Geschichte verpflichtet. Uns besonders. Warum, muss ich hier sicher nicht weiter ausführen. Hoffentlich. Seit Wochen und Monaten sehe ich mit Sorge, dass immer mehr Menschen dies vergessen haben. Oder - noch schlimmer - dies offen ignorieren. Denn aus persönlichen Gründen, wie nachvollziehbar diese sein mögen oder auch nicht, gehen sie auf die Straße. Das allein, ist nicht das Problem. Im Gegenteil. Das ist demokratisches Recht. Viele aber schließen sich Rechtsextremen an. Hier bei uns sind das hauptsächlich die Freien Sachsen. Die missbrauchen die Sorgen der Menschen, um eigene Ziele zu verfolgen. Nämlich nichts weniger, als unsere freiheitliche Grundordnung zu zerstören.
Ich habe lange verteidigt, dass Menschen dies möglicherweise zu leichtfertig tun. Weil viele nicht darüber nachdenken, bei wem sie sich einreihen. Weil Sie gar nicht wissen, wer hier organisiert. Ich bin deshalb immer dafür eingetreten, dass man nicht alle über einen Kamm scheren kann, die hier mitlaufen. Nicht jeder Mensch ist politisch, kann einordnen, wer hier, welche Ziele anstrebt.

• [Angezeigte Daten]:
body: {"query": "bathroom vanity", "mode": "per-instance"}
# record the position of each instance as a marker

• [Übungsaufgabe]: Wie lautet der Abschnitt des Textes über die Proteste, der mit den Worten „Geschichte verpflichtet. Uns“ beginnt und mit „Grundordnung zu zerstören.“ endet, wenn du darin „Rechtsextremen“ in „Extremisten“ änderst?

• [Schriftliche Antwort]:
Geschichte verpflichtet. Uns besonders. Warum, muss ich hier sicher nicht weiter ausführen. Hoffentlich. Seit Wochen und Monaten sehe ich mit Sorge, dass immer mehr Menschen dies vergessen haben. Oder - noch schlimmer - dies offen ignorieren. Denn aus persönlichen Gründen, wie nachvollziehbar diese sein mögen oder auch nicht, gehen sie auf die Straße. Das allein, ist nicht das Problem. Im Gegenteil. Das ist demokratisches Recht. Viele aber schließen sich Extremisten an. Hier bei uns sind das hauptsächlich die Freien Sachsen. Die missbrauchen die Sorgen der Menschen, um eigene Ziele zu verfolgen. Nämlich nichts weniger, als unsere freiheitliche Grundordnung zu zerstören.